Reproduza na íntegra, sem qualquer alteração, o texto sobre acidentes no meio ambiente.

** TRECHO EXTRAÍDO **
---*---

Acidentes no meio ambiente

Maria Eugenia Gimenez Boscov – Foto: Marcos Santos / USP Imagens

Ao entrar em contato com a natureza, em casos de acidentes envolvendo vazamentos ou disposição inadequada, alguns produtos perigosos e resíduos podem causar sérios problemas ao meio ambiente. Maria Eugenia Gimenez Boscov, professora da Escola Politécnica (Poli) da Universidade de São Paulo (USP), afirma que as dimensões da contaminação dependem das características do poluente, das características do local e da forma e duração da contaminação.

“Um poluente altamente solúvel, em alta concentração, que vaza durante muito tempo de um tanque enterrado em profundidade muito próxima do lençol freático, e este com velocidade de percolação relativamente elevada, vai se espalhar rapidamente. Todas as condições neste caso são favoráveis para o espalhamento da contaminação e desfavoráveis para o meio ambiente”, explica a especialista. Ela ainda complementa que se, nesse caso, houver a possibilidade do poluente entrar na cadeia alimentar, seja pelo lençol freático ou pela existência de intensa vida vegetal e animal na região, as consequências do desastre poderão ser muito graves.

---*---

** MATERIAL FORNECIDO **
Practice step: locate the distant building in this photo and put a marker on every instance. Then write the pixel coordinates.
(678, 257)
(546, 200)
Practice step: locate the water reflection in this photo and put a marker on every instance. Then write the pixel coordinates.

---*---

** RESULTADO DA TAREFA **
Acidentes no meio ambiente

Maria Eugenia Gimenez Boscov – Foto: Marcos Santos / USP Imagens

Ao entrar em contato com a natureza, em casos de acidentes envolvendo vazamentos ou disposição inadequada, alguns produtos perigosos e resíduos podem causar sérios problemas ao meio ambiente. Maria Eugenia Gimenez Boscov, professora da Escola Politécnica (Poli) da Universidade de São Paulo (USP), afirma que as dimensões da contaminação dependem das características do poluente, das características do local e da forma e duração da contaminação.

“Um poluente altamente solúvel, em alta concentração, que vaza durante muito tempo de um tanque enterrado em profundidade muito próxima do lençol freático, e este com velocidade de percolação relativamente elevada, vai se espalhar rapidamente. Todas as condições neste caso são favoráveis para o espalhamento da contaminação e desfavoráveis para o meio ambiente”, explica a especialista. Ela ainda complementa que se, nesse caso, houver a possibilidade do poluente entrar na cadeia alimentar, seja pelo lençol freático ou pela existência de intensa vida vegetal e animal na região, as consequências do desastre poderão ser muito graves.